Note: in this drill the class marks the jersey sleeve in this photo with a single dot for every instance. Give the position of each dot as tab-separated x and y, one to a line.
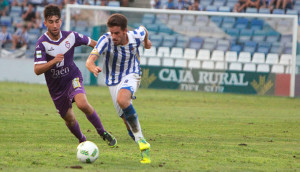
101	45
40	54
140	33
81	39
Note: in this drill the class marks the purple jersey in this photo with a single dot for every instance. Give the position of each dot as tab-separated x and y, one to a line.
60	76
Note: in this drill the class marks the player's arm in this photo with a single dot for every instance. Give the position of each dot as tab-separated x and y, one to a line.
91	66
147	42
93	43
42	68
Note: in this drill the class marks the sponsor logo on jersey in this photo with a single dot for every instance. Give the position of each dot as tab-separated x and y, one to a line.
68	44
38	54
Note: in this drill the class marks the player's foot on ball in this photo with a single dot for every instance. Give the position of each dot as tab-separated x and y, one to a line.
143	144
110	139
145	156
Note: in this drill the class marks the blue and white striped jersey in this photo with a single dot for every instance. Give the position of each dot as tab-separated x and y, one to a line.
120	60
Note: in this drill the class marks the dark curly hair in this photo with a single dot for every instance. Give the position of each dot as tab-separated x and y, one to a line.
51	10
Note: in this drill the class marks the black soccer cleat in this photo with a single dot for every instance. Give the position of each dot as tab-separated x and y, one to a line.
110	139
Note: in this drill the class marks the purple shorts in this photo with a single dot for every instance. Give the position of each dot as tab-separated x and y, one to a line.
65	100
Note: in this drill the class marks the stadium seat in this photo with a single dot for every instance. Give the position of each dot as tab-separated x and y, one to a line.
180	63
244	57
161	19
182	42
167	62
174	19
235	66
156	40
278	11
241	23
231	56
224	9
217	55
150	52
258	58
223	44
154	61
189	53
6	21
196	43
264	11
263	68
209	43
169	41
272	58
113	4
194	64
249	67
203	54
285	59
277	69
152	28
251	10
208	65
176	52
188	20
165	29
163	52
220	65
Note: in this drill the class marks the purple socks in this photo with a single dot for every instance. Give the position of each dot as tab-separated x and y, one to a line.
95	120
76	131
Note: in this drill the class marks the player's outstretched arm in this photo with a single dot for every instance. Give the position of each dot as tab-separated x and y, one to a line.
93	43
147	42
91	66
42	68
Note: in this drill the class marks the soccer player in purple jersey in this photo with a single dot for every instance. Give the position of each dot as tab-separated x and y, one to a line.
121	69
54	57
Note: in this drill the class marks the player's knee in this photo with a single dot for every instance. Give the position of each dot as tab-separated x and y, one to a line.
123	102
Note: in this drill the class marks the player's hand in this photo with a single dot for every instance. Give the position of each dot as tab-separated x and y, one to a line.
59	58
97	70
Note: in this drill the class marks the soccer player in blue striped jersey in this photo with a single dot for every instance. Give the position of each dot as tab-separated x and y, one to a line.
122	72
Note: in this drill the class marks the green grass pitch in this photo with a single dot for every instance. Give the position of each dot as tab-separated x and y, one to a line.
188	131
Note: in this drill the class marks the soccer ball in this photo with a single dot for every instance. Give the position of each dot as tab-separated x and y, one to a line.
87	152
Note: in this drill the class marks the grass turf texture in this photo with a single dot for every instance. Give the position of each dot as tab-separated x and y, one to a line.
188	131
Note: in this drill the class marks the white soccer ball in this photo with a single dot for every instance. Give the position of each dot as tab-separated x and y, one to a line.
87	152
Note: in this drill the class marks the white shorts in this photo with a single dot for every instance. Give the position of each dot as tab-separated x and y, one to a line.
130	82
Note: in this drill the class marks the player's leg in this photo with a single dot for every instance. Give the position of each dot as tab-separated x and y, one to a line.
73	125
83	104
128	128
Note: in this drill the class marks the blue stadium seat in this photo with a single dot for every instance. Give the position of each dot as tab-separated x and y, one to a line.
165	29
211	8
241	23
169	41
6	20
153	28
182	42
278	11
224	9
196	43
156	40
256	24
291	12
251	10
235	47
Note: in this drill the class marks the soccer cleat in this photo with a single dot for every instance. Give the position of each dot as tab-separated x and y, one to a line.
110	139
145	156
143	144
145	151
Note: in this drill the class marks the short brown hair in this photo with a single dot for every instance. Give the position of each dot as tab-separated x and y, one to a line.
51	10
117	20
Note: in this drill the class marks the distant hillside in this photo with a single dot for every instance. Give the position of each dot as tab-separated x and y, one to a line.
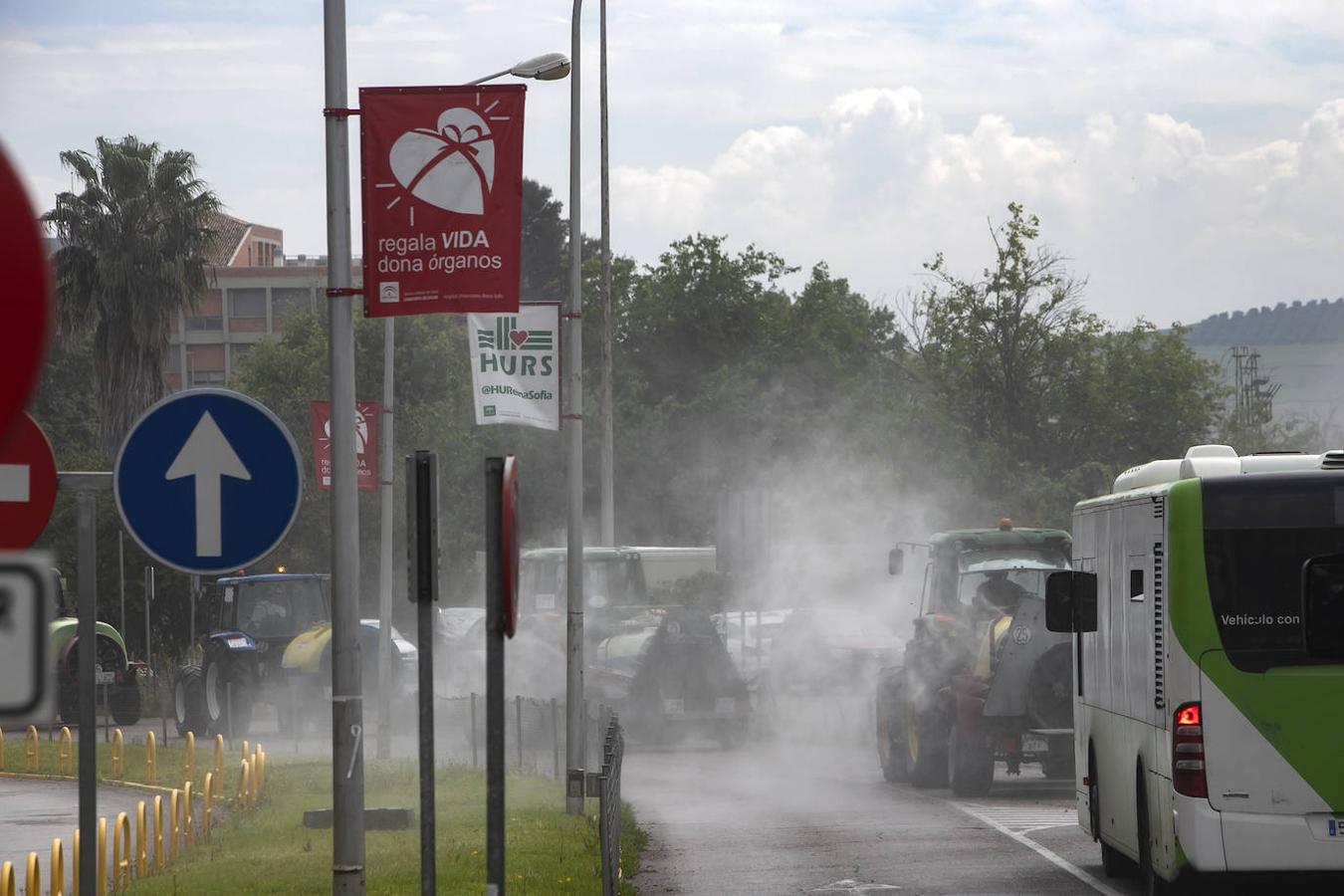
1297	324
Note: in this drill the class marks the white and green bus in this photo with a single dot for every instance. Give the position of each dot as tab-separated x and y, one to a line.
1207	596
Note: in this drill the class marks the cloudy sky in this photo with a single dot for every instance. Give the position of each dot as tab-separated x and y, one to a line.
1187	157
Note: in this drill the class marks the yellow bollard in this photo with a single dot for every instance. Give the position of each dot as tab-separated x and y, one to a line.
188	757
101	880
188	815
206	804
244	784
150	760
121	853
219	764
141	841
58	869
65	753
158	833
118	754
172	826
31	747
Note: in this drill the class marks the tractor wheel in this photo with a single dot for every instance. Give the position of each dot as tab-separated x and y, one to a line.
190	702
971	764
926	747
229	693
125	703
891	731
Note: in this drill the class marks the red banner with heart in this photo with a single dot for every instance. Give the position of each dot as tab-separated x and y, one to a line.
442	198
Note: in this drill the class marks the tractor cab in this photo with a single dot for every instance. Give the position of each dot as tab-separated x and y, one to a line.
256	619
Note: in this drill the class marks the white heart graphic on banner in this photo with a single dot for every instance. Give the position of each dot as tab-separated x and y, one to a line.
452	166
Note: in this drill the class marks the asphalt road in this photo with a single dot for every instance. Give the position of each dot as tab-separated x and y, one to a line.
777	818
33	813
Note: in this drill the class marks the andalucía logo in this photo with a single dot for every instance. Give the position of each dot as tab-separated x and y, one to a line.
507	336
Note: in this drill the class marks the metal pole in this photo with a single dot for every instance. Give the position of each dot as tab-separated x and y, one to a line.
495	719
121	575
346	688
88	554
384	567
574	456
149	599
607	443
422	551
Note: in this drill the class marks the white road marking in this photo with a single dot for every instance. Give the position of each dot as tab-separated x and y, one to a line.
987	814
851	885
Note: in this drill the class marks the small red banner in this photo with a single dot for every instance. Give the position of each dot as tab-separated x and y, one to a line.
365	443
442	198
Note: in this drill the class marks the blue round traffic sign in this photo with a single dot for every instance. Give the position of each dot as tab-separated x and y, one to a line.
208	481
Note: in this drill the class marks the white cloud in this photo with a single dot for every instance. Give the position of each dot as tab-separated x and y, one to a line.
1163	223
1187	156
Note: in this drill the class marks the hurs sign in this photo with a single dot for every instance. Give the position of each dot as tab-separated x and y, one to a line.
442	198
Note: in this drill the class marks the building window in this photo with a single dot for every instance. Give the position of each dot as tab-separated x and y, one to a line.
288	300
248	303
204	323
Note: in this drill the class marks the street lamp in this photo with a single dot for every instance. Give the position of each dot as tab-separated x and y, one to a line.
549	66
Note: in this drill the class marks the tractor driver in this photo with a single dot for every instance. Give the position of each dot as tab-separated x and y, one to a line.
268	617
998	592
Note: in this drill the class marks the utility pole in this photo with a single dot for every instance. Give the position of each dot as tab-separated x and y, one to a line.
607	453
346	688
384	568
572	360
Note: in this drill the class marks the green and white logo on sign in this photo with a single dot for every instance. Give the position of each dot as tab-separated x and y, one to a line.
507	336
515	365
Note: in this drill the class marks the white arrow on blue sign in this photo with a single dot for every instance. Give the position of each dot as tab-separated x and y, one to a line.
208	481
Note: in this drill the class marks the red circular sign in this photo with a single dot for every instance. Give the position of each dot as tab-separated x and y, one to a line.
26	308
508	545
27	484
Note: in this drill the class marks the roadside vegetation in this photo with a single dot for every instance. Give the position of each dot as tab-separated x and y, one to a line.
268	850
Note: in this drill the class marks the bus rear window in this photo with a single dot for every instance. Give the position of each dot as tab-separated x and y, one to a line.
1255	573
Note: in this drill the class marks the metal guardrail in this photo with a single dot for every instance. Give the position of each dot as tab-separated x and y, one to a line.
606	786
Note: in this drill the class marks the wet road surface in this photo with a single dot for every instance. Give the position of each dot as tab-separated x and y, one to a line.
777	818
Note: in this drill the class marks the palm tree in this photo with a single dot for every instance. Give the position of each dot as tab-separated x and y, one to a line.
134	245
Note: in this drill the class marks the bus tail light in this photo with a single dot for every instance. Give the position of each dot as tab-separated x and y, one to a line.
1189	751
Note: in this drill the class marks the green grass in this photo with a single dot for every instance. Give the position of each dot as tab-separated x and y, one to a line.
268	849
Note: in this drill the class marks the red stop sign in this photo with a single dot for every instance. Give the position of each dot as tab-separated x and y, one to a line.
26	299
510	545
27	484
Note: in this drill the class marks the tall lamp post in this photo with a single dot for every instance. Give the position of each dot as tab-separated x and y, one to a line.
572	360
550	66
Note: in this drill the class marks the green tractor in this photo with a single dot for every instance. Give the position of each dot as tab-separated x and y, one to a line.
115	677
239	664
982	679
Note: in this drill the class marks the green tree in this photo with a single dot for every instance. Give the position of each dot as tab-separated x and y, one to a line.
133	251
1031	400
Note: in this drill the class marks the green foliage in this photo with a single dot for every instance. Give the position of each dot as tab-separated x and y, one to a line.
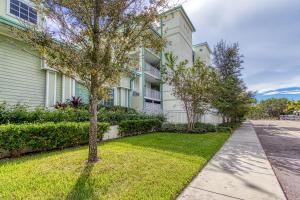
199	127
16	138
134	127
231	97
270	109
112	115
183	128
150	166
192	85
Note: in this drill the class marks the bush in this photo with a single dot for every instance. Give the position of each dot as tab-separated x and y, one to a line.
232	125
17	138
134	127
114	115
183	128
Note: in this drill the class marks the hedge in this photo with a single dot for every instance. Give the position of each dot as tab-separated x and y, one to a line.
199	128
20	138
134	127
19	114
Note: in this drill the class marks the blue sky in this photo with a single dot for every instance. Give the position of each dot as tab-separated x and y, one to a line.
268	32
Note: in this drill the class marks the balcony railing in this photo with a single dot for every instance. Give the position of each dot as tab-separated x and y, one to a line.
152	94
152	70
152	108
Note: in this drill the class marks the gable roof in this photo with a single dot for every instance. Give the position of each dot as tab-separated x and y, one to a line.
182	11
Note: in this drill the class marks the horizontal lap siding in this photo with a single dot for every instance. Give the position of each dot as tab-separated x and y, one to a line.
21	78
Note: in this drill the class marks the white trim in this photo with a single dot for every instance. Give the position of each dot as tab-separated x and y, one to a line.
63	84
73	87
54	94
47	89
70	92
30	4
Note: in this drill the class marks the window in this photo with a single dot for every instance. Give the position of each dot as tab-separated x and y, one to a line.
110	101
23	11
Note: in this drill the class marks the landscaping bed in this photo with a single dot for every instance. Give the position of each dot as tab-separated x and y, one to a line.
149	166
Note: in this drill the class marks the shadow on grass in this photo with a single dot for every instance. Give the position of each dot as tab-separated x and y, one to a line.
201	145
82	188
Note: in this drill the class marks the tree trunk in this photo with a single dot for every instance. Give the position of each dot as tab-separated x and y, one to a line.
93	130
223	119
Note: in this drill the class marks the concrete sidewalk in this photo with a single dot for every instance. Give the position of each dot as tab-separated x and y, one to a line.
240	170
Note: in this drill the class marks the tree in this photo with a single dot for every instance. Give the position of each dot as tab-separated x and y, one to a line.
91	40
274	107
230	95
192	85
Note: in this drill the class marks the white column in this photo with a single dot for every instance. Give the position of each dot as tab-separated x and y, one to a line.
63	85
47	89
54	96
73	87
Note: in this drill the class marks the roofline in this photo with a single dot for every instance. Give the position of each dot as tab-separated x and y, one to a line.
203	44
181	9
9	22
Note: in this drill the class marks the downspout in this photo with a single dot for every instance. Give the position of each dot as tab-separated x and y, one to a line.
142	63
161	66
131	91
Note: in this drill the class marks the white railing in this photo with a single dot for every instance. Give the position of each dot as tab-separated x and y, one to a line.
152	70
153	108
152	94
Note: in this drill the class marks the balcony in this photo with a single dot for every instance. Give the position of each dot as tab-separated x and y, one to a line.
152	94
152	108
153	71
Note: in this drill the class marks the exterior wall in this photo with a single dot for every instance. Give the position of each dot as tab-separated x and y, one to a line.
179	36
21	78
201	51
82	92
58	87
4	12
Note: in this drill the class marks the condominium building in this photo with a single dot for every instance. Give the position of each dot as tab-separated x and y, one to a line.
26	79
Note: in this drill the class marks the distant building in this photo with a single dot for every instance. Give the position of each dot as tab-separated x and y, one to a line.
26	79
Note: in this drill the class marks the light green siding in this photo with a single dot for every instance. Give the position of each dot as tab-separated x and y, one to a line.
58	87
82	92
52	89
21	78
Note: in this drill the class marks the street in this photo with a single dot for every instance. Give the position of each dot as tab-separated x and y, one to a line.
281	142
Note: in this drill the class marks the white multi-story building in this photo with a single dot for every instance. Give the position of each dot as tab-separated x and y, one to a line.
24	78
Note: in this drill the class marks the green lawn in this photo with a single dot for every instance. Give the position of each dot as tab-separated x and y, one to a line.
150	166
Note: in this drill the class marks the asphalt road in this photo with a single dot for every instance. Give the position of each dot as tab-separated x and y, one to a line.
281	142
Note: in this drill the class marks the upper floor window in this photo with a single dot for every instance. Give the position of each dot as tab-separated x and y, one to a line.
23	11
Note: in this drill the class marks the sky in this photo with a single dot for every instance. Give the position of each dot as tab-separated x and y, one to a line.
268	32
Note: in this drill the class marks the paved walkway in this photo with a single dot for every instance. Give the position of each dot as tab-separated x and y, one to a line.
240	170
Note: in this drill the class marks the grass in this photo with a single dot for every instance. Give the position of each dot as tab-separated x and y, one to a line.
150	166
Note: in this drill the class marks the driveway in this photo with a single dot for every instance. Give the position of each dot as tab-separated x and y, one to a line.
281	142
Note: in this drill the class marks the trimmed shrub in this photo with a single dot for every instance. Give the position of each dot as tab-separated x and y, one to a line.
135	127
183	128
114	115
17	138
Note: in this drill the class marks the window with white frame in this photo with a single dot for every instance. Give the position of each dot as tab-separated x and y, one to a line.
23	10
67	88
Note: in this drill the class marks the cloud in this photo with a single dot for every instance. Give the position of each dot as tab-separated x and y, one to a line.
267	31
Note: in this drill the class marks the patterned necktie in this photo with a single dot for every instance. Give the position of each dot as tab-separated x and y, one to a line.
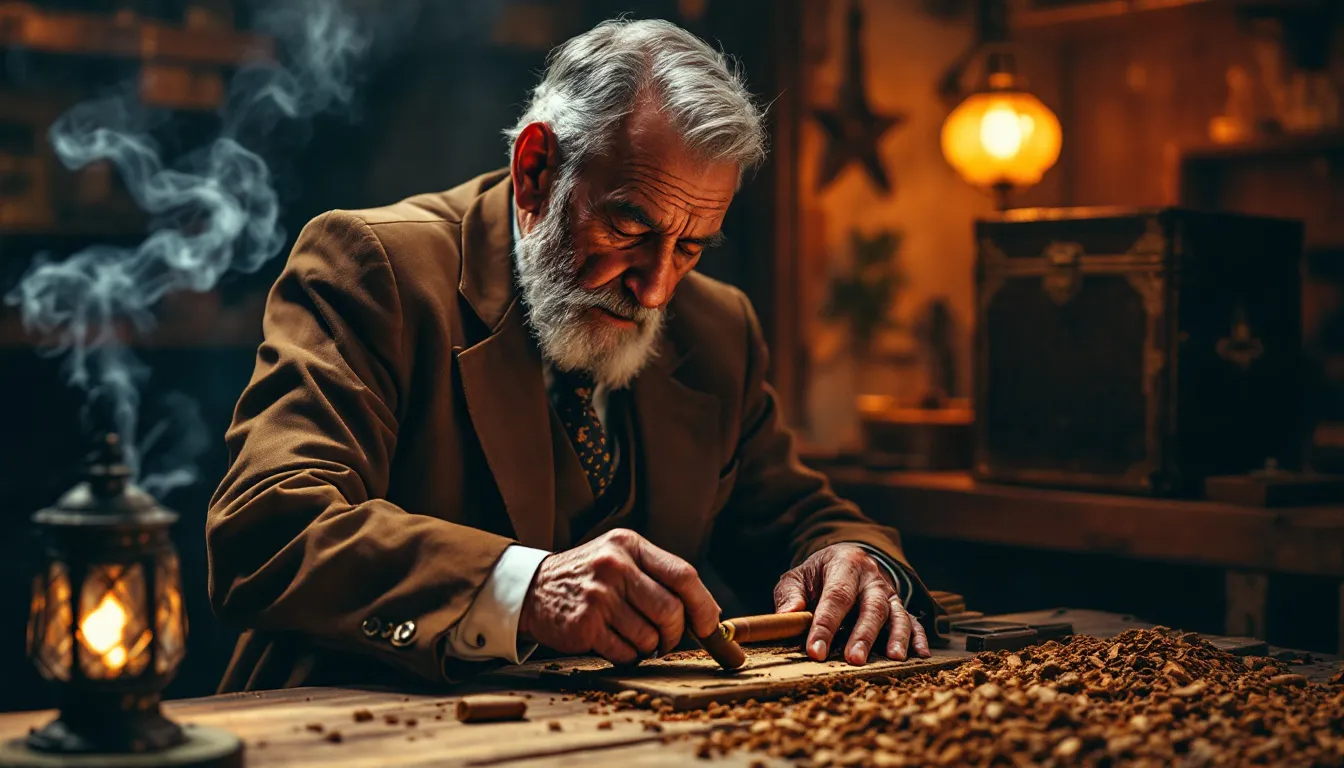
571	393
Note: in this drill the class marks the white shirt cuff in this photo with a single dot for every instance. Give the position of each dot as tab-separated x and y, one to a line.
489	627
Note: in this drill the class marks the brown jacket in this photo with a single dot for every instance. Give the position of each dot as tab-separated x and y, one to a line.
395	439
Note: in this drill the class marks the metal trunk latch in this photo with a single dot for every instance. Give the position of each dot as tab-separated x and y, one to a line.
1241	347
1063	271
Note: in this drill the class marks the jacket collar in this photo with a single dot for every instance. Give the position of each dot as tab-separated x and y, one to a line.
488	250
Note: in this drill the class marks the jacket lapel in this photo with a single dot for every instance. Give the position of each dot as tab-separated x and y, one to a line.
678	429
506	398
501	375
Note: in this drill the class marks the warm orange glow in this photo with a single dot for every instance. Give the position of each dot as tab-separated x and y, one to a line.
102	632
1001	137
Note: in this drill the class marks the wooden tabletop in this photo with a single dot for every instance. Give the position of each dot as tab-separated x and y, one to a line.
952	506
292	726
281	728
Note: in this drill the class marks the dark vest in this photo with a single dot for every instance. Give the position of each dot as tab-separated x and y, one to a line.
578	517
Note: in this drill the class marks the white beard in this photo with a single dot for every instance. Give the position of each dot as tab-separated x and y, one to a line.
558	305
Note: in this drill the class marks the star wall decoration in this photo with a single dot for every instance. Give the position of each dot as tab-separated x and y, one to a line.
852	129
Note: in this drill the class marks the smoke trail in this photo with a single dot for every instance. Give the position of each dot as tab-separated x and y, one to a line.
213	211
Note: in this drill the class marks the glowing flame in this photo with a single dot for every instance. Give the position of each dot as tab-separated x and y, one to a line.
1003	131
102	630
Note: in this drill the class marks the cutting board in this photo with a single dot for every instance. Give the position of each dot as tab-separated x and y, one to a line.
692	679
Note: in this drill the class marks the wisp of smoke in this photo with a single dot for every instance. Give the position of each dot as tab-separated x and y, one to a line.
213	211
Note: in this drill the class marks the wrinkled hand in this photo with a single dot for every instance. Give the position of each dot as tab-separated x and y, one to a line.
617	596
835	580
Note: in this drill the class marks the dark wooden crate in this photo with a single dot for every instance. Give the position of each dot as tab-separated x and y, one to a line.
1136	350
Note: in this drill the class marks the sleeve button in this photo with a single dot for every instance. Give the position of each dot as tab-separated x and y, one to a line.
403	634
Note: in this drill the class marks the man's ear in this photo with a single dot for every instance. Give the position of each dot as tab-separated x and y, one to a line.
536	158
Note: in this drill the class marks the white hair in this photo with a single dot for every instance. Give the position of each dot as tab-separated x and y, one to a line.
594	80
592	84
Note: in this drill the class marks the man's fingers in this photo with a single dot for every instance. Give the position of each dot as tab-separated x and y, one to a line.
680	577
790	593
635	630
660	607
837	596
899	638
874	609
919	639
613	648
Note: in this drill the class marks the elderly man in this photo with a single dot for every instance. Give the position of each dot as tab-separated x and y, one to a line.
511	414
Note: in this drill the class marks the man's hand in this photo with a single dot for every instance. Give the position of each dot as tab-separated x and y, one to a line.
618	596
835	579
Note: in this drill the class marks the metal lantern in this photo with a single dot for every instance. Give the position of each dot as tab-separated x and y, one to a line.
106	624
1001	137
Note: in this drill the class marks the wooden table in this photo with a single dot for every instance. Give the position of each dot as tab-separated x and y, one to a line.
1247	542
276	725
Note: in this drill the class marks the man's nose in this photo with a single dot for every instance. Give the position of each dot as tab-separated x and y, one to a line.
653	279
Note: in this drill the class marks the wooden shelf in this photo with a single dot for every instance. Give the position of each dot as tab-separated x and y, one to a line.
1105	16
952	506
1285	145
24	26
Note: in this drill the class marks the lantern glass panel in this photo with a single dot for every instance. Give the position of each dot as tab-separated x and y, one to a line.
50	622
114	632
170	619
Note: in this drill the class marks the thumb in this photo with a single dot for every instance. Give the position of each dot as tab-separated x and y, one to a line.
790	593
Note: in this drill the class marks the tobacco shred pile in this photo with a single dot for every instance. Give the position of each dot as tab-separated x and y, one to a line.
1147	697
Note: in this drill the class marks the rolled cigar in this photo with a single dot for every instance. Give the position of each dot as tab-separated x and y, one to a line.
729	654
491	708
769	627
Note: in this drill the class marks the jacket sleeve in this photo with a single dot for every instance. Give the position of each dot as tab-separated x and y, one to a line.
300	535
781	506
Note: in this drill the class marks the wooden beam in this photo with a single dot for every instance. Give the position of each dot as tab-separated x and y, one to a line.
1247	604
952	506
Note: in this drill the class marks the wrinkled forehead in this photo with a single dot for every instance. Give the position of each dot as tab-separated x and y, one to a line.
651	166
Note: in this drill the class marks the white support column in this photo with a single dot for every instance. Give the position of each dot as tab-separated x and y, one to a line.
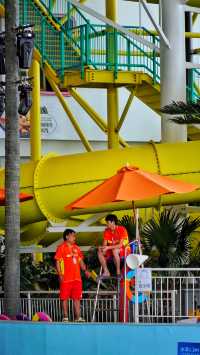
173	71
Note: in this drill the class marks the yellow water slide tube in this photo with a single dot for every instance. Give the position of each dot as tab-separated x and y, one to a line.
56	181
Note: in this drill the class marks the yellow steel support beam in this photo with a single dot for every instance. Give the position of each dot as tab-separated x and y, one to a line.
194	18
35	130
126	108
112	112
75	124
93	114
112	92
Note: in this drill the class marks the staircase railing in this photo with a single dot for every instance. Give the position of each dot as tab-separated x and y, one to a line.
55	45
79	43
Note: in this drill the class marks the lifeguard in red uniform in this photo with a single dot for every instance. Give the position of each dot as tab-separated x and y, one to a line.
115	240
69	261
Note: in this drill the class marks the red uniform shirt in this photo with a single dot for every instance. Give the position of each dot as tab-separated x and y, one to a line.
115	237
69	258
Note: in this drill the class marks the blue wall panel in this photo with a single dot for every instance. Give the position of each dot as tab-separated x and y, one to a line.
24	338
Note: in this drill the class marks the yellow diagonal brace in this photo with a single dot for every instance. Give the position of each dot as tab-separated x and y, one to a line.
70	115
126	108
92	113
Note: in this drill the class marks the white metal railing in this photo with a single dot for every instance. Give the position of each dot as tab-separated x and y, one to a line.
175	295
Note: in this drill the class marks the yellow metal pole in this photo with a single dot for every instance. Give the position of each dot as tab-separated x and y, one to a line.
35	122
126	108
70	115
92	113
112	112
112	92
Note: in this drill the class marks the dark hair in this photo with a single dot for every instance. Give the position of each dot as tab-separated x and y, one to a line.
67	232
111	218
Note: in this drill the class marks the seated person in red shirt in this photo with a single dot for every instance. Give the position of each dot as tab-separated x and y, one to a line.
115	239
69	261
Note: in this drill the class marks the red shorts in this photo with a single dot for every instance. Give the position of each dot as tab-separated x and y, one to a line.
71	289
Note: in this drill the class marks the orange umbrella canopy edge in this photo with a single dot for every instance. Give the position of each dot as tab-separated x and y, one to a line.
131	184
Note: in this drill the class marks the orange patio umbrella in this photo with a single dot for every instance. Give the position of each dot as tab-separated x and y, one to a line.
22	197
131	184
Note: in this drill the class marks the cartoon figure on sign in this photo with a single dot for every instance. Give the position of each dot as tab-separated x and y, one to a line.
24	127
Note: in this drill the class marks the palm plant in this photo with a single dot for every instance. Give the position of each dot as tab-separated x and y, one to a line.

------------------------------------------------------------------------

- _What to do_
Leave out every line before the one containing "Note: in this drill the class marks the yellow diagonal"; set down that line and all remaining lines of the material exactly.

- _Output for this exercise_
Note: in this drill the class marks the yellow diagonal brace in this photo with a single dot for every instance. Give the position of each dot as tab-separated x and y, one to a line.
70	115
126	108
92	113
Note: in this drill the class marks the white metal railing in this photo with a single dot for every instance. Give the position of each dot as tab-separated x and y, one to a line.
175	295
Note: in this drill the class marks the yellow metal pole in this photo with a single dot for every instance. Give the position of each dot as tab-separated x and y, one to a line.
35	122
126	108
70	115
92	113
112	112
112	92
Note: in this drill the class marks the dark hair in this photo with a single dot for every instance. Give the position of each dot as tab-separated x and y, one to a line.
67	232
111	218
Note: in this drill the class marks the seated person in red shirt in this photo with a single dot for every instance. Give the position of each dot as tab-separated x and y, one to a line.
115	239
69	261
Note: in this drill the class marks the red shorts in this photo with a single dot for every instance. Give the position of each dot as tab-separated x and y, one to a line.
71	289
Note: in this drill the class marks the orange umbrella canopy edge in this photo with a single dot for every instance. Give the position of each dot as tab-separated x and y, one to a line.
131	184
Note: in this drill the class marks the orange patio umbrella in this photo with a single dot for every instance. Give the position of each dot as tab-separated x and y, one to a line.
22	197
131	184
Note: in this drill the class marks the cartoon figure on sign in this photo with a single dot for every instance. Give the position of each dot as tab-separated x and y, one to a line.
24	127
Note: in this drill the class marks the palm plant in this photo with a single dot for every instance. Give the position of each dot as tab-separated x and y, one to a line.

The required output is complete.